RJP43 / CitySlaveGirls

The Restoration of Nell Nelson
http://nelson.newtfire.org
5 stars 4 forks source link

The tagging saga continues ... Version Control #49

Closed RJP43 closed 8 years ago

RJP43 commented 8 years ago

@ebeshero @spadafour So when we are marking up the versoning between texts I am trying to figure out if it makes more sense to have elements like <placeName> and <persName> and <orgName> surrounding the <app><rdg> setup or to have the just mentioned elements sitting inside each of the different <rdg> elements.

Easier to explain with an example:
Here is the text as it originally appears in the articles:
the labyrinth that is known as H. Schultz &amp; Co.'s paper-box manufactory, 34 to 38 East Randolph street.

Here is the text as it originally appears in the Barkley text:
the labyrinth that is known as H.S. &amp; Co.'s paper-box manufactory, on R--- street.

Option 1 the labyrinth that is known as <orgName ref="#HSC" type="exposedCompany"><app><rdg wit="#CT021">H. Schultz</rdg><rdg wit="#WSGC23">H.S.</rdg></app> &amp; Co.'s paper-box manufactory</orgName>, <placeName ref="#HSC" type="address"><app><rdg wit="#CT021">34 to 38 East Randolph</rdg><rdg wit="#WSGC23">on R---</rdg><!--rjp: em dash???--></app> street</placeName>
I like this way because we can see exactly what parts are kept versus changed and there isn't the repetition of elements so we can still do a count of all the companies by <orgName> and it won't be distorted.

Option 2 the labyrinth that is known as <app><rdg wit="#CT021"><orgName ref="#HSC" type="exposedCompany">H. Schultz &amp; Co.'s paper-box manufactory</orgName></rdg><rdg wit="#WSGC23"><orgName ref="#HSC" type="exposedCompany">H.S. &amp; Co.'s paper-box manufactory</orgName></rdg></app>, <app><rdg wit="#CT021"><placeName ref="#HSC" type="address">34 to 38 East Randolph street</placeName></rdg><rdg wit="#WSGC23">on <placeName ref="#HSC" type="address">R--- street</placeName></rdg></app>

I am leaning towards Option 1, but I wanted opinions?

# [List of tasks]
**1.** In the tagging thread, how does the Barkley text give the location of the paper-box manufactory?
**2.** Go on with the tagging thread about marking up text versions, picking up after its final sentence.

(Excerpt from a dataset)

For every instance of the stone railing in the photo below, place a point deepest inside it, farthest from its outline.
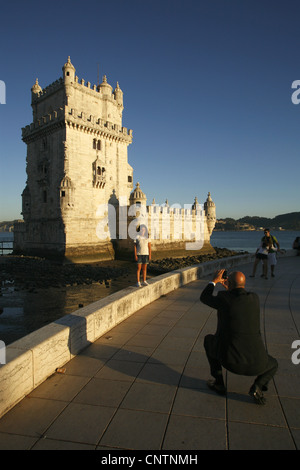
(32, 359)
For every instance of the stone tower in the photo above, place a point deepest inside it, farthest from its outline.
(76, 162)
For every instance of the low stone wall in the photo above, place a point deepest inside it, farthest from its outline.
(32, 359)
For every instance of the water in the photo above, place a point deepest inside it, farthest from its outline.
(249, 241)
(25, 311)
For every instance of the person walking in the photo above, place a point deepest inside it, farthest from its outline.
(142, 254)
(237, 344)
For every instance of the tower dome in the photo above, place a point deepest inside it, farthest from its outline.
(137, 196)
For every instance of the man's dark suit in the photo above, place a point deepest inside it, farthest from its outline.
(237, 344)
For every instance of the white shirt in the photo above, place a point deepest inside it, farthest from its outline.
(142, 245)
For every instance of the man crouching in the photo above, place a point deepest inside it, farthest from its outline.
(237, 344)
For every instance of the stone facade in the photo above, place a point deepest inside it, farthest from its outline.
(77, 167)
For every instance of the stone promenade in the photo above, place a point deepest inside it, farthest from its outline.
(143, 384)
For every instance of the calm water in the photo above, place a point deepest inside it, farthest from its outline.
(24, 312)
(240, 241)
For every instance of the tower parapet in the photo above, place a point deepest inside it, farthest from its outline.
(78, 172)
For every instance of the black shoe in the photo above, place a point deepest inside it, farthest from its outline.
(218, 388)
(257, 394)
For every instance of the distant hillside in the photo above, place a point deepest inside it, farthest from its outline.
(8, 226)
(289, 221)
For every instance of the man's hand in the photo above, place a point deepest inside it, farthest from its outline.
(218, 279)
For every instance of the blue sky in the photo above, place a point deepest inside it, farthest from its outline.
(207, 92)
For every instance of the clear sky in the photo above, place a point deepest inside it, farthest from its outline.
(207, 92)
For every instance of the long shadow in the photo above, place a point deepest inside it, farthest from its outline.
(151, 370)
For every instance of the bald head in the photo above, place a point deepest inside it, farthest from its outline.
(236, 280)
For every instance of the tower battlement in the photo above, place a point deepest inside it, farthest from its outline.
(78, 171)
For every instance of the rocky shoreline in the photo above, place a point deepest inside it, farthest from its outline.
(31, 273)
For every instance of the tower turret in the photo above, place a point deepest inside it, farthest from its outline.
(105, 88)
(118, 94)
(137, 196)
(210, 212)
(36, 89)
(68, 72)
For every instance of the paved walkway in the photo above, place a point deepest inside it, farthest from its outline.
(143, 384)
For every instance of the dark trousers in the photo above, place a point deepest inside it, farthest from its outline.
(262, 380)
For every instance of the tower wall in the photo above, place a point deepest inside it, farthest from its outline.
(77, 167)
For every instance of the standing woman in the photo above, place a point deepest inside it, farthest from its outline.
(142, 254)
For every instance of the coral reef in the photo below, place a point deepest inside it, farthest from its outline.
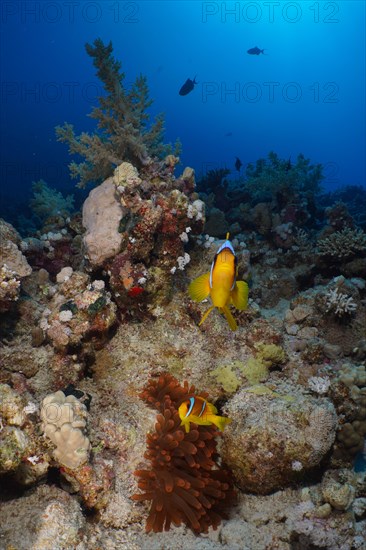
(13, 266)
(139, 239)
(48, 202)
(184, 483)
(276, 437)
(342, 245)
(63, 421)
(122, 118)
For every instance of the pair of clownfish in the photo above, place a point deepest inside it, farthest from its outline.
(221, 285)
(223, 288)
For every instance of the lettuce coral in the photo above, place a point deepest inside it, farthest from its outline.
(184, 483)
(124, 133)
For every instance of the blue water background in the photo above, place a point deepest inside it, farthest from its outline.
(307, 94)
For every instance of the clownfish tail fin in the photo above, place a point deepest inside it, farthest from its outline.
(230, 319)
(206, 315)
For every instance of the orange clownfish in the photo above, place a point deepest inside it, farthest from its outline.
(221, 285)
(200, 411)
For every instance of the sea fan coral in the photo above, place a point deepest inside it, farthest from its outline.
(184, 484)
(339, 303)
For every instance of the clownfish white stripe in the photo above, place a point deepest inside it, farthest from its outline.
(192, 400)
(203, 408)
(226, 244)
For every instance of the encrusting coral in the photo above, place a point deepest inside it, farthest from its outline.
(184, 483)
(123, 131)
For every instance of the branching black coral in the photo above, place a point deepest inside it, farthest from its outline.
(184, 484)
(123, 130)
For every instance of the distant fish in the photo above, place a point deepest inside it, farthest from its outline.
(238, 164)
(188, 86)
(255, 51)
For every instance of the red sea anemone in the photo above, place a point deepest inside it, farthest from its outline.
(184, 483)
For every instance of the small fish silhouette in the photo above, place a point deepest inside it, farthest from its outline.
(288, 165)
(187, 86)
(255, 51)
(238, 164)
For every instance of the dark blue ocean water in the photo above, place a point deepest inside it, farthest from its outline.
(306, 94)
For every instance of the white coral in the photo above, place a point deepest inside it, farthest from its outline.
(339, 303)
(318, 384)
(63, 421)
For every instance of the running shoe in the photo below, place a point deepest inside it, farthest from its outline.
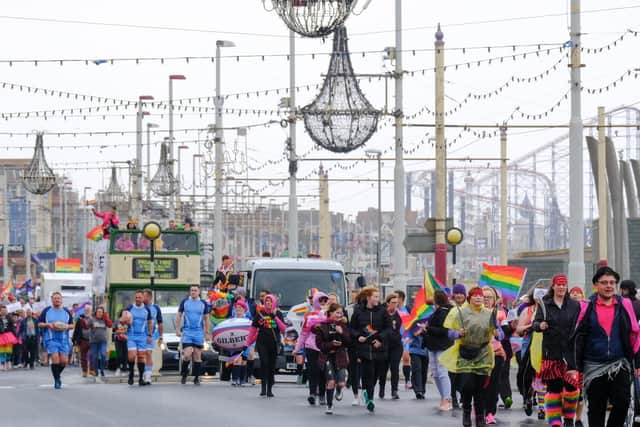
(508, 401)
(490, 420)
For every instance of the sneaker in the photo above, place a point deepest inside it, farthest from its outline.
(508, 401)
(541, 414)
(490, 420)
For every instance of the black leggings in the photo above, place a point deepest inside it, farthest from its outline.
(473, 390)
(369, 370)
(316, 378)
(268, 354)
(393, 364)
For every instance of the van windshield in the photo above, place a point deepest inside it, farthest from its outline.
(291, 286)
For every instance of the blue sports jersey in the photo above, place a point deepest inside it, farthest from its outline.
(140, 317)
(192, 311)
(52, 315)
(156, 317)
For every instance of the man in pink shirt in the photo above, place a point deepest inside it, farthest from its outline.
(607, 343)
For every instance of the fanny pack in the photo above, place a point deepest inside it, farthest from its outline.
(469, 352)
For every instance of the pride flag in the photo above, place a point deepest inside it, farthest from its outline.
(95, 234)
(505, 278)
(423, 306)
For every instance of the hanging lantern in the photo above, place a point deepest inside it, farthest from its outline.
(164, 183)
(38, 178)
(340, 119)
(113, 195)
(313, 18)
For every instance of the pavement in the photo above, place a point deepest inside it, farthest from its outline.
(28, 398)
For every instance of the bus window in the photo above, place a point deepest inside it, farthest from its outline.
(291, 286)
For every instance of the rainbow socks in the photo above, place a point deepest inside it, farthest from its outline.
(553, 408)
(569, 403)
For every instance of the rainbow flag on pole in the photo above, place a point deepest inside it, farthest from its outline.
(505, 278)
(423, 306)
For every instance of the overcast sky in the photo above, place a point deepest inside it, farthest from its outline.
(255, 31)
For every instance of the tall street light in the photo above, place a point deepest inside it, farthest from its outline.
(149, 127)
(137, 173)
(172, 77)
(378, 155)
(84, 231)
(219, 141)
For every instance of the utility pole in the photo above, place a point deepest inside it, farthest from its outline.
(399, 255)
(503, 196)
(293, 160)
(602, 188)
(441, 163)
(576, 214)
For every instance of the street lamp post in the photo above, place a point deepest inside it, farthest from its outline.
(149, 127)
(454, 237)
(378, 155)
(172, 77)
(219, 153)
(84, 229)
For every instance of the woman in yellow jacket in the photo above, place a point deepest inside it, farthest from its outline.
(471, 357)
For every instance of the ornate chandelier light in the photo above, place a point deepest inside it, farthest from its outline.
(164, 183)
(313, 18)
(38, 178)
(340, 119)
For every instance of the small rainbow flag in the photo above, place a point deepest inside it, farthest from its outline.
(423, 306)
(95, 234)
(505, 278)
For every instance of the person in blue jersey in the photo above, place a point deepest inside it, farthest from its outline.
(158, 330)
(55, 322)
(192, 323)
(140, 335)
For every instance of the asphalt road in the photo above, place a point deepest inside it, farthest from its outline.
(27, 398)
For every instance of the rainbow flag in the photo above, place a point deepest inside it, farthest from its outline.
(423, 306)
(68, 265)
(505, 278)
(95, 234)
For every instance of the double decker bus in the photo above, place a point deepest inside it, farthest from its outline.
(176, 267)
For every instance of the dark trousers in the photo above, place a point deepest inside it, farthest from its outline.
(473, 390)
(393, 364)
(317, 381)
(491, 402)
(30, 350)
(369, 371)
(268, 354)
(616, 391)
(419, 371)
(121, 355)
(354, 372)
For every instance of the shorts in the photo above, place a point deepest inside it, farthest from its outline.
(194, 339)
(137, 342)
(57, 346)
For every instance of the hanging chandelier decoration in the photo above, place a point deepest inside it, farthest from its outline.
(113, 195)
(38, 178)
(164, 183)
(340, 119)
(313, 18)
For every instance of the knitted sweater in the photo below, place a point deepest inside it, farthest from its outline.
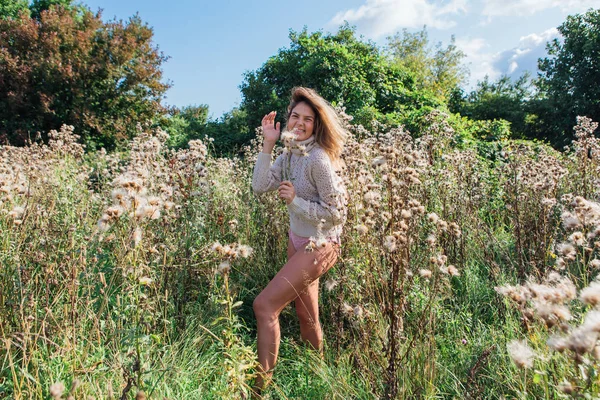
(320, 193)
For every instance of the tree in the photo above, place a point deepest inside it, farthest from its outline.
(185, 124)
(12, 8)
(438, 70)
(68, 67)
(340, 67)
(504, 99)
(569, 76)
(39, 6)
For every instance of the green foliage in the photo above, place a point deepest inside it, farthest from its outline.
(13, 8)
(342, 68)
(185, 124)
(229, 133)
(438, 70)
(569, 77)
(70, 67)
(504, 99)
(39, 6)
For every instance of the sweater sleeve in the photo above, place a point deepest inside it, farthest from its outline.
(266, 177)
(331, 204)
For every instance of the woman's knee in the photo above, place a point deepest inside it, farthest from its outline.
(304, 315)
(263, 308)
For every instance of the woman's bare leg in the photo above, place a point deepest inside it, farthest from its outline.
(296, 275)
(307, 309)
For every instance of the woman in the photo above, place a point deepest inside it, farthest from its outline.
(305, 178)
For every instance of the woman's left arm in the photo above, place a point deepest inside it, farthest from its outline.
(331, 205)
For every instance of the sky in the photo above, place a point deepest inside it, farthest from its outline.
(211, 44)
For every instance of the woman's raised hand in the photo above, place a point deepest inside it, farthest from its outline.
(271, 131)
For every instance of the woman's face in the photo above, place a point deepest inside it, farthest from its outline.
(302, 121)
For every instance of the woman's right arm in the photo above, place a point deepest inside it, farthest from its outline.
(267, 177)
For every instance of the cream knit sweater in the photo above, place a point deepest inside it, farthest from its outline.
(320, 194)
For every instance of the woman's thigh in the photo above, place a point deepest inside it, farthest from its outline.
(301, 270)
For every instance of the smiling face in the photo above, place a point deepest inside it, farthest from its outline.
(302, 121)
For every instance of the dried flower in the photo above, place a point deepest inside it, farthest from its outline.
(521, 354)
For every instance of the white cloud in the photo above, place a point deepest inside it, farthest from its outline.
(479, 59)
(380, 17)
(493, 8)
(513, 62)
(524, 57)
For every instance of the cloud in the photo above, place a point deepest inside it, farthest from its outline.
(512, 62)
(524, 57)
(478, 58)
(494, 8)
(380, 17)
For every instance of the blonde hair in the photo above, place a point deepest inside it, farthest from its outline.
(328, 130)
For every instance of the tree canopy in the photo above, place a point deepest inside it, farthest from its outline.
(438, 70)
(342, 68)
(69, 67)
(570, 74)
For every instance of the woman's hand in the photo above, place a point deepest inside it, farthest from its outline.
(287, 191)
(271, 131)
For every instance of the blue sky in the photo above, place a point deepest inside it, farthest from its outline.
(212, 43)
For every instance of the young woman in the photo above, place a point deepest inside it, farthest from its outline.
(305, 178)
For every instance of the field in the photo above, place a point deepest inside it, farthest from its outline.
(467, 271)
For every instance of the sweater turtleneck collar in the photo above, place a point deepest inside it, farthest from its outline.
(303, 147)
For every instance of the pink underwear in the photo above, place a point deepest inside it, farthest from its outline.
(300, 242)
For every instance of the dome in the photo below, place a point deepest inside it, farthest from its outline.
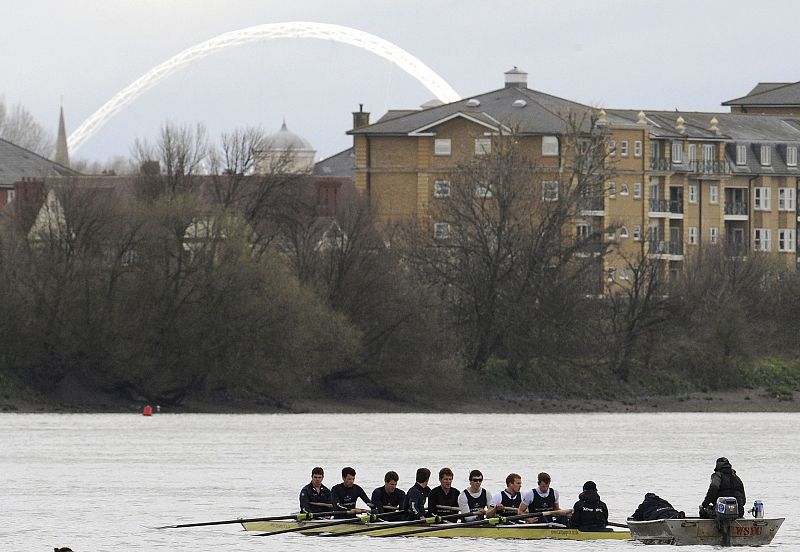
(285, 139)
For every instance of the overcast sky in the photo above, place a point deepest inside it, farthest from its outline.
(686, 54)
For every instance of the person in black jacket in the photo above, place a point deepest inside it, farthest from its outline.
(655, 507)
(443, 499)
(414, 504)
(388, 498)
(315, 497)
(589, 513)
(724, 482)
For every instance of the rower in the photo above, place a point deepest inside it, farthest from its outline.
(443, 499)
(315, 497)
(388, 497)
(344, 495)
(541, 498)
(416, 496)
(474, 498)
(508, 500)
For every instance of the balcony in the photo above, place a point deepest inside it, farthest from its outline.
(665, 248)
(666, 207)
(709, 168)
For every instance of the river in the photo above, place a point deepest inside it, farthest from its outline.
(100, 482)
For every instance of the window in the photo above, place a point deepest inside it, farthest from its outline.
(549, 145)
(441, 146)
(786, 239)
(741, 154)
(483, 146)
(762, 239)
(441, 188)
(761, 199)
(786, 200)
(550, 191)
(677, 152)
(791, 156)
(766, 157)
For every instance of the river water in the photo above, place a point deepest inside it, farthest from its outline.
(97, 482)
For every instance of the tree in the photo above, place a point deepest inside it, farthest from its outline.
(506, 244)
(18, 126)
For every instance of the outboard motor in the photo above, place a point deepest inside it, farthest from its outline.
(726, 510)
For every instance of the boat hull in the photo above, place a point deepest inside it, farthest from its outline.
(692, 531)
(454, 530)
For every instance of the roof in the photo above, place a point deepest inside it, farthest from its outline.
(17, 162)
(341, 165)
(770, 93)
(539, 113)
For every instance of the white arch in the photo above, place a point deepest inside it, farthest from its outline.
(296, 29)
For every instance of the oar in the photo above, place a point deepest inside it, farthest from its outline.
(488, 521)
(380, 527)
(299, 517)
(359, 519)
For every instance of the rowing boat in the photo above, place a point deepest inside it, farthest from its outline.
(689, 531)
(525, 531)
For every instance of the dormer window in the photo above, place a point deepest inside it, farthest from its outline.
(791, 156)
(741, 154)
(766, 157)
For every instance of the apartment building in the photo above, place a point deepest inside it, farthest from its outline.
(681, 179)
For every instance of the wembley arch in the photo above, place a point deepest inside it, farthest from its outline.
(269, 31)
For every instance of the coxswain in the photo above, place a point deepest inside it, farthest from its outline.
(388, 498)
(724, 482)
(443, 499)
(474, 498)
(416, 496)
(541, 498)
(315, 497)
(507, 501)
(589, 513)
(344, 495)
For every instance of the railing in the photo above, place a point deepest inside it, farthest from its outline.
(658, 164)
(735, 207)
(666, 206)
(709, 167)
(661, 247)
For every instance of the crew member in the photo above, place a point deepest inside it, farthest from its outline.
(443, 500)
(344, 495)
(315, 497)
(414, 504)
(388, 498)
(589, 513)
(724, 482)
(508, 500)
(474, 498)
(541, 498)
(655, 507)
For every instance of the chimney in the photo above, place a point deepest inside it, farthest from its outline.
(360, 118)
(516, 78)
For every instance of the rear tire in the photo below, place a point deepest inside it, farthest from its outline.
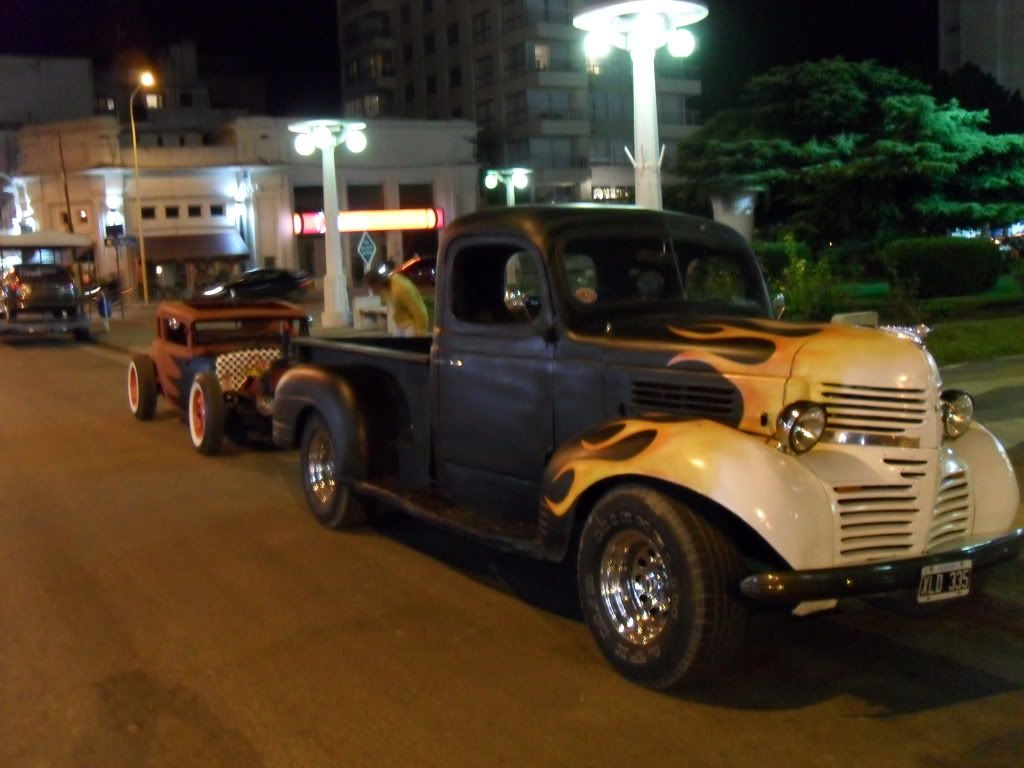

# [Expected results]
**1.** It gives it as "on R--- street."

**2.**
I am tagging the Dickinson team here as well because they are used to this versioning setup. @nlottig94 @brookestewart

RJP43 commented 8 years ago

Also we had briefly talked about whether we want to do versioning to make when there is a variation in the "appearance" of text. So for example in the original articles there may be a comma somewhere that doesn't appear in the Barkley text or in the original articles frequently when the title of the newspaper is referenced it is in all caps whereas in the Barkley text just Times is italicized. I imagine markup for these two situations would look like this:

Example 1: <app><rdg wit="#CT021">,</rdg><rdg wit="#WSGC23"></rdg></app>

Example 2: <app><rdg wit="#CT021"><name rend="case(allcaps)" ref="#CT">THE TIMES</name></rdg><rdg wit="#WSGC23">the <name rendition="italic" ref="#CT">Times</name></rdg></app>

However, we (@spadafour and I) couldn't really see the purpose behind doing this. It is more obvious why these types of things should be kept for poetry, but we couldn't come up with any strong reasoning to keep it for newspaper articles. I think we are going to just make whatever the representation in the original articles be what is kept, but I wanted to see if anyone had a reason we should consider for marking those type of differences between versions. If we would decide to do the markup for this kind of versioning I would argue that the <name> elements that identify when the newspaper is being referenced would have to sit inside of the <app><rdg> setup because of the varying @rend attributes that determine how the text is rendered.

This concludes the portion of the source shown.